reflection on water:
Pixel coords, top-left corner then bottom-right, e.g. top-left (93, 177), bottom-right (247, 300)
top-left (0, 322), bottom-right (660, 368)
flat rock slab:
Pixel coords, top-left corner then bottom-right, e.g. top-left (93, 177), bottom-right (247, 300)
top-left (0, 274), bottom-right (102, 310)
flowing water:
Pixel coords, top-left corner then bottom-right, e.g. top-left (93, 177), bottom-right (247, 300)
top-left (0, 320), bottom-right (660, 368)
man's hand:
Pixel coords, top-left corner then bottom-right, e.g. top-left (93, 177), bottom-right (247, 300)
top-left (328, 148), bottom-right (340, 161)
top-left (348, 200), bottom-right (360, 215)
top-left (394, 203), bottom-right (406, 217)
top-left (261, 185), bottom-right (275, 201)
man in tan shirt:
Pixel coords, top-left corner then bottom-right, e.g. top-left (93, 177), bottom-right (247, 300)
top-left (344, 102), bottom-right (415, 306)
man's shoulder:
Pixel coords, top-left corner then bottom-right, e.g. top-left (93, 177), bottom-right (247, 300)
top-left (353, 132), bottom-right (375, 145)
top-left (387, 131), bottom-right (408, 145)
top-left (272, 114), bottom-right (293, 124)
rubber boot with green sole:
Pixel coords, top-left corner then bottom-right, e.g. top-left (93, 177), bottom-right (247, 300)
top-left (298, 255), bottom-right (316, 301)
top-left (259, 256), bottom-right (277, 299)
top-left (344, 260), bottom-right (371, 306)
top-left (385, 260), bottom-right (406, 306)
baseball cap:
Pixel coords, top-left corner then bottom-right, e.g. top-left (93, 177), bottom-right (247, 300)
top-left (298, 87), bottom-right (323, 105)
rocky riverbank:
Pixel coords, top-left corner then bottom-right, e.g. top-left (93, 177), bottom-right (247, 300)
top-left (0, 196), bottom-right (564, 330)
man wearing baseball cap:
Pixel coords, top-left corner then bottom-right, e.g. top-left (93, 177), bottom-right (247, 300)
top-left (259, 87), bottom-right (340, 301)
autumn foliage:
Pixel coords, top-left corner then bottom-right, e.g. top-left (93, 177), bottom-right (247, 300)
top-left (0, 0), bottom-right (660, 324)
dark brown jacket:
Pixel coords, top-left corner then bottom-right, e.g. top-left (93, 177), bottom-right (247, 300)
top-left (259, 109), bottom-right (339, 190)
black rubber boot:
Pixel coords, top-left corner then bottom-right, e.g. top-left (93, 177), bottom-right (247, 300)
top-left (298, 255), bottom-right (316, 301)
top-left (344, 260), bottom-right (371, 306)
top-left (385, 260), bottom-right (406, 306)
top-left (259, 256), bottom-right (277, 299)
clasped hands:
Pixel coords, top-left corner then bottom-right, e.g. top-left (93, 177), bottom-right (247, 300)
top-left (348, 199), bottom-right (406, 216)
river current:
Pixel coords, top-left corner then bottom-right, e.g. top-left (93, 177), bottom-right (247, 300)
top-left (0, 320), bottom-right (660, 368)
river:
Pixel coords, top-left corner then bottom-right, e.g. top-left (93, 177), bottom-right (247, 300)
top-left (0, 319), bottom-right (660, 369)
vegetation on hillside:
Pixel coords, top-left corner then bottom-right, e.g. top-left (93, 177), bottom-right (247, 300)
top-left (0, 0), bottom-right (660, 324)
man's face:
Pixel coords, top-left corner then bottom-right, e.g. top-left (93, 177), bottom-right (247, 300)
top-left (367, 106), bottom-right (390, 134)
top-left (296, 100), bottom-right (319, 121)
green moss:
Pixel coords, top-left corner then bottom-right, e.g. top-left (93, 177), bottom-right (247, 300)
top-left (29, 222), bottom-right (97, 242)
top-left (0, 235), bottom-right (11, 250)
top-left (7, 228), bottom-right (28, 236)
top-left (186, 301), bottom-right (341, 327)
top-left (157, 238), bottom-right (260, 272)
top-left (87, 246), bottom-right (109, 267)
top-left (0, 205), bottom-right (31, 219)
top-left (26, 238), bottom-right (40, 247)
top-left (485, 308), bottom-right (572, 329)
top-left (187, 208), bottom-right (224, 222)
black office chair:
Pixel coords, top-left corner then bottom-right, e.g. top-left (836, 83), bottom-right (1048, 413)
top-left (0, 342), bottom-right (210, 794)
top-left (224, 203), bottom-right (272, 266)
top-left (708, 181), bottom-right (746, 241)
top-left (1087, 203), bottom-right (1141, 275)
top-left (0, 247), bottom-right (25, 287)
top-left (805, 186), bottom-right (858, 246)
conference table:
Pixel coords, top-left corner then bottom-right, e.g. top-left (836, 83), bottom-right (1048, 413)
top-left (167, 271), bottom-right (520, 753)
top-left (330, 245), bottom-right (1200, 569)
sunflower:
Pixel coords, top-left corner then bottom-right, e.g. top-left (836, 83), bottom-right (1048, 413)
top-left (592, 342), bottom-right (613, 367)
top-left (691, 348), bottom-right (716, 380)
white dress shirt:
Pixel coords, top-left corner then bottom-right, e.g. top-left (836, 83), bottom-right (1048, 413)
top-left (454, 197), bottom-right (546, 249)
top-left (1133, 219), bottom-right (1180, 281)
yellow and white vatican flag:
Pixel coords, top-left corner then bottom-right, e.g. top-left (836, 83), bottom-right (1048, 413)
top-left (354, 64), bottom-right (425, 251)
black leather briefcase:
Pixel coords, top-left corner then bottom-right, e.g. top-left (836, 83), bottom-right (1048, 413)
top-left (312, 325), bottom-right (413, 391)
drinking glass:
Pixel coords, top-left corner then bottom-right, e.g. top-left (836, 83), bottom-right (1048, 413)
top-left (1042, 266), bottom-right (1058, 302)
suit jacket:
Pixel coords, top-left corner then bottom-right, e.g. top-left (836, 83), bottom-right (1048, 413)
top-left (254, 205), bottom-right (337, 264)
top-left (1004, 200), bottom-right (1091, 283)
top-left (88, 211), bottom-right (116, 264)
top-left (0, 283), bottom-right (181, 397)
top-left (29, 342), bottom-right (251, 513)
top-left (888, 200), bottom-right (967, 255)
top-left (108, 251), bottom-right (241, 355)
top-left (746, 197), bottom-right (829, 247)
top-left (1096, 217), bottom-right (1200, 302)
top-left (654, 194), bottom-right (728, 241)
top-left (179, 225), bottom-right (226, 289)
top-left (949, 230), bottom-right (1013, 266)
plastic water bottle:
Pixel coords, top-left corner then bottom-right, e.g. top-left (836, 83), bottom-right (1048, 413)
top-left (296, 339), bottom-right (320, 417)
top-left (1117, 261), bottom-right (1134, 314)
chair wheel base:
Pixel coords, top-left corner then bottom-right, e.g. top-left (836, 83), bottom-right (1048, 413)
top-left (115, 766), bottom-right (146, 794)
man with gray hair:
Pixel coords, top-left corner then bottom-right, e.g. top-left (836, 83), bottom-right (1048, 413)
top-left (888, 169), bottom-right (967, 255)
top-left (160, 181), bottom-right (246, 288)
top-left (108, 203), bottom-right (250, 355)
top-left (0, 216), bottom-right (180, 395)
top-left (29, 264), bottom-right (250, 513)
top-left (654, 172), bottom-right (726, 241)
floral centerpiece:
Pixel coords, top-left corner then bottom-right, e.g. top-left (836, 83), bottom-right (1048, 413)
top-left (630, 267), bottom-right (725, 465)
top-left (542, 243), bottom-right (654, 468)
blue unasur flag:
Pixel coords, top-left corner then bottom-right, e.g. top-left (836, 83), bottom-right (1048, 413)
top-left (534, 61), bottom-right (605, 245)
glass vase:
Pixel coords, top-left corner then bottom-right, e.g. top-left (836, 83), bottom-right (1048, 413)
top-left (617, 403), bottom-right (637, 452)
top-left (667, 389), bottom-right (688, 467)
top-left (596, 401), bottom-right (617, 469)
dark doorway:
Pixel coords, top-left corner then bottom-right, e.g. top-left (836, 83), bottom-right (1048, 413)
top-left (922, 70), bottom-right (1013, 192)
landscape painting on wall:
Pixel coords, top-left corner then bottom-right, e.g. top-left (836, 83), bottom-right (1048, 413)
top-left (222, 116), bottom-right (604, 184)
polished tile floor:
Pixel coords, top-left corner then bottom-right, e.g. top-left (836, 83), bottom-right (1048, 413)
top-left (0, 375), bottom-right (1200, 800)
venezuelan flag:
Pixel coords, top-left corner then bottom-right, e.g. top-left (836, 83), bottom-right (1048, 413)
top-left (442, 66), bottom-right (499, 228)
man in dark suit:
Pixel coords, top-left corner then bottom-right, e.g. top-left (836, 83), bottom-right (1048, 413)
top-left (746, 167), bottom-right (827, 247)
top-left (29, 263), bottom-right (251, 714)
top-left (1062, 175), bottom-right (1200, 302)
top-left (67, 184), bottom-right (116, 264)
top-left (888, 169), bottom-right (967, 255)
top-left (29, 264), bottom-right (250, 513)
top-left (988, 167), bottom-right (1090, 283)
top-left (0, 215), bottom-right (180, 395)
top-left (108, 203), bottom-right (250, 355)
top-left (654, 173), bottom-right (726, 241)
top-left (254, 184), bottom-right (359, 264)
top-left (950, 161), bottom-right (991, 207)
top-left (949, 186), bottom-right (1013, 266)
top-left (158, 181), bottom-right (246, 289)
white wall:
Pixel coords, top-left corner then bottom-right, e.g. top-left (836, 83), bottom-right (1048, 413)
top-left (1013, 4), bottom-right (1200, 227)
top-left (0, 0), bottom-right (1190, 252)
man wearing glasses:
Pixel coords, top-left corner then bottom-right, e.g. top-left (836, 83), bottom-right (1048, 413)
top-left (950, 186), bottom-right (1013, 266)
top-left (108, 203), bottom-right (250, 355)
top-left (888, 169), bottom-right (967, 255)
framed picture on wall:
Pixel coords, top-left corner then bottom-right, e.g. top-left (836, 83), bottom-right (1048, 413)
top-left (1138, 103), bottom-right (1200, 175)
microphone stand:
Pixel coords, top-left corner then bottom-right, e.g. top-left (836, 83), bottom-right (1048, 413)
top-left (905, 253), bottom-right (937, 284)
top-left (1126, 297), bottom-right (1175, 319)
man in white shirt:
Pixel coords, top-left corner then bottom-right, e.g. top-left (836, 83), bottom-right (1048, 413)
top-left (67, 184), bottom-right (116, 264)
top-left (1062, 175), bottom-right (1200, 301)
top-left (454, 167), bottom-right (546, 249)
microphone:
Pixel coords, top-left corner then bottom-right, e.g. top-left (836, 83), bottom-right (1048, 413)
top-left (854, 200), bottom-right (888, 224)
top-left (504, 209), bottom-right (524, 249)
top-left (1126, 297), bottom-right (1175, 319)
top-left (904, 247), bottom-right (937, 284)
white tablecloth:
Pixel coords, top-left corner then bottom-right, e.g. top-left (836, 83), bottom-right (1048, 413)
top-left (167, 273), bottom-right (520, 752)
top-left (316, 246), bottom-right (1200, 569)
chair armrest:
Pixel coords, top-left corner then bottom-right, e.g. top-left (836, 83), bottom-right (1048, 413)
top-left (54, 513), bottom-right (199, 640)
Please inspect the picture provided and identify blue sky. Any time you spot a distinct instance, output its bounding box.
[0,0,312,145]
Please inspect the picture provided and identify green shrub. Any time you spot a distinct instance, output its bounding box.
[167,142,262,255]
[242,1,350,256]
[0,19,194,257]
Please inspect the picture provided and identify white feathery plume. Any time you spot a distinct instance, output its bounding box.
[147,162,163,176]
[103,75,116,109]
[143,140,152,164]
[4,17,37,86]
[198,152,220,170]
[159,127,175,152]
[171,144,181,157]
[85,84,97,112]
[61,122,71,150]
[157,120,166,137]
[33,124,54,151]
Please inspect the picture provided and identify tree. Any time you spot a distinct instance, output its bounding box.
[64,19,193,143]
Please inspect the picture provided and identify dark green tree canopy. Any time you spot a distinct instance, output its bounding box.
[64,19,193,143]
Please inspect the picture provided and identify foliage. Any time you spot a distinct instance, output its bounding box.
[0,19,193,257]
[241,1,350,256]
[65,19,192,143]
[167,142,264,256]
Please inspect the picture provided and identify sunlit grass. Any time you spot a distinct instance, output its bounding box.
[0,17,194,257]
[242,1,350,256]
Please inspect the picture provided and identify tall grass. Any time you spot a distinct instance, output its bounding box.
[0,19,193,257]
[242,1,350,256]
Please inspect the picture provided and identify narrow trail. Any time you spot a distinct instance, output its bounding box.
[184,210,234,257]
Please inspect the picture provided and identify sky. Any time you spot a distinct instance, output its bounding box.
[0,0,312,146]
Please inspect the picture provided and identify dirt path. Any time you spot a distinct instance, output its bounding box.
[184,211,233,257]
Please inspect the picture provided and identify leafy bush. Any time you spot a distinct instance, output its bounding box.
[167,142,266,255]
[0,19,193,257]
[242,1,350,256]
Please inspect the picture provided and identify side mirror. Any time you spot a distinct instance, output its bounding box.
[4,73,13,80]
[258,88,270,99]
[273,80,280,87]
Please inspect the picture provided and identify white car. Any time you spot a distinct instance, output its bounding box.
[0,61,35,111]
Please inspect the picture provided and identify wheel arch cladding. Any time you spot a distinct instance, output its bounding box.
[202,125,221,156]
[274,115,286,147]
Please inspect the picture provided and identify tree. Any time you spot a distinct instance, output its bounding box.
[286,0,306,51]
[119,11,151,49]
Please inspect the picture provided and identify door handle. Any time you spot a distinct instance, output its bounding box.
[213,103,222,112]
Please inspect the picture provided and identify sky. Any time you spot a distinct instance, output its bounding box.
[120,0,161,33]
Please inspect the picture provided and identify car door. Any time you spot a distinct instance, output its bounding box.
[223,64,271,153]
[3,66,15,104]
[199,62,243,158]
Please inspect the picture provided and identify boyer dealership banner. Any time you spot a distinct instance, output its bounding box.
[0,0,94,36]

-*-*-

Reproduce verbatim all of the material from the line containing "Please inspect the picture provided and identify dark" down to the line containing "[273,80,280,87]", including both of those lines.

Please inspect the picture provided and identify dark green tree canopy. Any time you spot a distinct instance, output its bounding box.
[64,19,193,143]
Please inspect the picture provided and identify foliage. Any time you spot a distinct instance, output its bounding box.
[0,19,193,257]
[241,1,350,256]
[65,19,192,143]
[167,142,264,256]
Please inspect the picture provided and identify sunlit grass. Any time you spot a distinct instance, output its bounding box.
[0,17,194,257]
[242,1,350,256]
Please inspect the picture provided and identify tall grass. Any time you spot a distinct instance, output its bounding box.
[0,19,193,257]
[242,1,350,256]
Please inspect the picture provided and identify narrow trail. Any time you spot a distinct instance, output its bounding box.
[184,210,234,257]
Please inspect the picture provided and identify sky. Any time you spot a distinct instance, output its bounding box.
[0,0,312,146]
Please inspect the picture provided and identify dirt path. Any time you spot a distinct instance, output its bounding box.
[184,211,233,257]
Please inspect the picture provided and identify leafy bush. Any time you spot a distinct instance, output its bounding box.
[167,142,266,255]
[0,19,193,257]
[242,1,350,256]
Please inspect the picture provided and identify side mirror. Any time you spot a distinct instance, output its bounding box.
[4,73,13,80]
[258,88,270,99]
[273,80,280,87]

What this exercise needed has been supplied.